[[ RECORDS FOR THIS TASK, beginning ]]

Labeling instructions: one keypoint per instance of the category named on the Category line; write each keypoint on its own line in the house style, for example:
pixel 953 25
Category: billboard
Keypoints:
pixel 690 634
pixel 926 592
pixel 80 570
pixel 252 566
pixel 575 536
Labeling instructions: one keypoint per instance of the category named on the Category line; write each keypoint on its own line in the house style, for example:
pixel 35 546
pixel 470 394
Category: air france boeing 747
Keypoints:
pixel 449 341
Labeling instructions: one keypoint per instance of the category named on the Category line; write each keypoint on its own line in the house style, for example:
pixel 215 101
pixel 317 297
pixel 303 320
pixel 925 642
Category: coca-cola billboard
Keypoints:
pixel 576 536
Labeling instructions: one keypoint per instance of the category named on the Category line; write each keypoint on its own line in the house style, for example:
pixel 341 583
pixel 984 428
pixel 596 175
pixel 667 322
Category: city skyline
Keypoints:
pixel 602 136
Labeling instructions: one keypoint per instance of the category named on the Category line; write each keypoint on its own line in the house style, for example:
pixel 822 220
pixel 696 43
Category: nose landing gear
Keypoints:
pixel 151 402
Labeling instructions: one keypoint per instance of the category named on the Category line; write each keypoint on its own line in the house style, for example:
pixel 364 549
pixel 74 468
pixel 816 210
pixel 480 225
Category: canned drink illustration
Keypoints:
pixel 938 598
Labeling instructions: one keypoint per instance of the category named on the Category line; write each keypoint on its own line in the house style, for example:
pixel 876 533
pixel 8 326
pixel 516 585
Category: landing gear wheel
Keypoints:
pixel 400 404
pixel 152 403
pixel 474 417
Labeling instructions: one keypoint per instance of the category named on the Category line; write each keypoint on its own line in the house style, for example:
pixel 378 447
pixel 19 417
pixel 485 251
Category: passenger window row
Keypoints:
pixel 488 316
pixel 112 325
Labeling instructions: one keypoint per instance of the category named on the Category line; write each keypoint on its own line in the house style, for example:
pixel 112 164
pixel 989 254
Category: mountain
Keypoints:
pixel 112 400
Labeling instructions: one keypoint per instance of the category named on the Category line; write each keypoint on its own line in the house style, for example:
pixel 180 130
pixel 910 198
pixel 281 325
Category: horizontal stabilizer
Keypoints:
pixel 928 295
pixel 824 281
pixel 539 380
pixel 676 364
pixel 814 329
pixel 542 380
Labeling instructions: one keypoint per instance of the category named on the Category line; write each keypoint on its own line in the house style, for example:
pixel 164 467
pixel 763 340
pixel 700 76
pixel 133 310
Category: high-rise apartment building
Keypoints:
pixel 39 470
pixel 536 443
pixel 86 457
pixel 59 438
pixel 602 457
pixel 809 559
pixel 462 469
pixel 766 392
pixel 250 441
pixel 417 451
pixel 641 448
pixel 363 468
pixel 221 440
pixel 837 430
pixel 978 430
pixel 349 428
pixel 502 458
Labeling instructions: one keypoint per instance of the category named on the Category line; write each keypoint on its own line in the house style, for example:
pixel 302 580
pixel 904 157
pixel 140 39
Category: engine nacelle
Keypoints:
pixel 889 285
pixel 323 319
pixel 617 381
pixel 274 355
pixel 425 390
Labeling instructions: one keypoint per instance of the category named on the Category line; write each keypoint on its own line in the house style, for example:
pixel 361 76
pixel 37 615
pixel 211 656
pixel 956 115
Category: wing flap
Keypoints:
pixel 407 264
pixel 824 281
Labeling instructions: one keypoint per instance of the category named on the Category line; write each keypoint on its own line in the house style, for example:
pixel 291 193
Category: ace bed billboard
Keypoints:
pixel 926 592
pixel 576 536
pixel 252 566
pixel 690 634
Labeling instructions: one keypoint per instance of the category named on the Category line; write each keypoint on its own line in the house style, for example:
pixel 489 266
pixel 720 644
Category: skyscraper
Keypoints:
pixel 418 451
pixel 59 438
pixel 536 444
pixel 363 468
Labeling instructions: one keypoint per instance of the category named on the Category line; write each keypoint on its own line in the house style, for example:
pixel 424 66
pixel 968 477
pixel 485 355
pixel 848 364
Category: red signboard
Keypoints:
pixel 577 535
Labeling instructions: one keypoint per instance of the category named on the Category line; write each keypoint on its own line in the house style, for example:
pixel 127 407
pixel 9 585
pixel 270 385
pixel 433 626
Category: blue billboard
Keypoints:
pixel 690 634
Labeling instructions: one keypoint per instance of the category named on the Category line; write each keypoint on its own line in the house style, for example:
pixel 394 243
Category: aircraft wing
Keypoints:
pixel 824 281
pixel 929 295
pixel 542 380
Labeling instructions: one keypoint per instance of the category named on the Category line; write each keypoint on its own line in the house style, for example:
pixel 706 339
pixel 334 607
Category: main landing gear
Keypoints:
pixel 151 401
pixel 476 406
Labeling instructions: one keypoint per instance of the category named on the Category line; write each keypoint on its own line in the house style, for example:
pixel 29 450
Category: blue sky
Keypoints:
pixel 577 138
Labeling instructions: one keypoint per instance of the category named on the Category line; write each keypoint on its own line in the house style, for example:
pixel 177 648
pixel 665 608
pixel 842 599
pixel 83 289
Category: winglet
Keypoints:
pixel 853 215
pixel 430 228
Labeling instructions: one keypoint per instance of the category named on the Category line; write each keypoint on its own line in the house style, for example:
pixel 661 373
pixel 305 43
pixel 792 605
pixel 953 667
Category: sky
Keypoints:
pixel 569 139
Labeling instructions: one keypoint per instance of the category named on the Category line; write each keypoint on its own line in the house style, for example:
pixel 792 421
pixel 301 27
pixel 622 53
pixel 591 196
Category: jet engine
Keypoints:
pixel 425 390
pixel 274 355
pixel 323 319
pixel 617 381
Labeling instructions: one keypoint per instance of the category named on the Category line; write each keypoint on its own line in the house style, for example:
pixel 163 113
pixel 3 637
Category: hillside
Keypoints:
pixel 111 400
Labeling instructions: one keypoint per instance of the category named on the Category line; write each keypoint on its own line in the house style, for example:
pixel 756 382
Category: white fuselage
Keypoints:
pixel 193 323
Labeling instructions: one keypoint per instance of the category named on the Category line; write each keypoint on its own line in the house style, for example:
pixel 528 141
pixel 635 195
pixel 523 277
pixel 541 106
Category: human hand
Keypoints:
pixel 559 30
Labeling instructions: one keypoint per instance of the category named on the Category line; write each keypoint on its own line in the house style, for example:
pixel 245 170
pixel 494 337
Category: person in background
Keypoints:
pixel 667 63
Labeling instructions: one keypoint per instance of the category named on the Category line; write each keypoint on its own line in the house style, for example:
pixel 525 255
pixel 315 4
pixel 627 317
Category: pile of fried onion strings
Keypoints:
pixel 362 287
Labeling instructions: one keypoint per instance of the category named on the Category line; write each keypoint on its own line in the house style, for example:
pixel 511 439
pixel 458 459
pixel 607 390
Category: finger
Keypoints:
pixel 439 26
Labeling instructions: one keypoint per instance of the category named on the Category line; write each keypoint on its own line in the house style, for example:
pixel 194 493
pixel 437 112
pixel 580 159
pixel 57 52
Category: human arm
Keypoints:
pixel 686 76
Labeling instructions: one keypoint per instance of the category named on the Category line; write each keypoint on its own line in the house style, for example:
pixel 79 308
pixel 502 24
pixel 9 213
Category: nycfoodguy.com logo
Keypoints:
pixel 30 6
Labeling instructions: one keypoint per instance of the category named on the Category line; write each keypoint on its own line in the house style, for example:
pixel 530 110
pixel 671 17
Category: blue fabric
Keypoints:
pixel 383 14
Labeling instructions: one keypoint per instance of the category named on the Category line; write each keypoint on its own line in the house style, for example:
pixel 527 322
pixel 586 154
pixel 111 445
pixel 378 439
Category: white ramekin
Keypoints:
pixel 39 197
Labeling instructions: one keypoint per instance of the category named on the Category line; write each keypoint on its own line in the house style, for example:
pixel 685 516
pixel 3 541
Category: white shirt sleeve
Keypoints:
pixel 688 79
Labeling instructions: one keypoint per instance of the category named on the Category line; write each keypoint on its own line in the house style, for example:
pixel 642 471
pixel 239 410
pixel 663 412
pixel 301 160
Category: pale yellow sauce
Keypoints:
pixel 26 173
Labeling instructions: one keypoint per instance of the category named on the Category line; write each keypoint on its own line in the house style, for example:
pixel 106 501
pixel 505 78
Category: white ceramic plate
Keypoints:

[[ RECORDS FOR THIS TASK, end ]]

Find the line with "pixel 215 101" in the material above. Reproduce it and each line after it up to and including the line with "pixel 485 251".

pixel 215 101
pixel 317 297
pixel 303 320
pixel 925 642
Category: coca-cola billboard
Keypoints:
pixel 576 536
Labeling instructions: one keypoint per instance of the category named on the Category line; write each keypoint on its own line in the house style, for example:
pixel 341 583
pixel 984 428
pixel 596 175
pixel 667 322
Category: city skyline
Keypoints:
pixel 602 136
Labeling instructions: one keypoint per instance of the category named on the Category line; write each keypoint on its own line in the house style, for example:
pixel 822 220
pixel 696 43
Category: nose landing gear
Keypoints:
pixel 151 402
Labeling instructions: one keypoint per instance of the category named on the Category line; write each keypoint on its own line in the house style, for example:
pixel 364 549
pixel 74 468
pixel 816 210
pixel 480 225
Category: canned drink illustration
Keypoints:
pixel 938 598
Labeling instructions: one keypoint per instance of the category named on the Category line; write each keypoint on its own line in the house style, for example:
pixel 876 533
pixel 8 326
pixel 516 585
Category: landing gear wheel
Keypoints:
pixel 400 404
pixel 152 403
pixel 474 417
Labeling instructions: one keypoint per instance of the category named on the Category line; write each keypoint on its own line in the house style, for example:
pixel 378 447
pixel 19 417
pixel 485 251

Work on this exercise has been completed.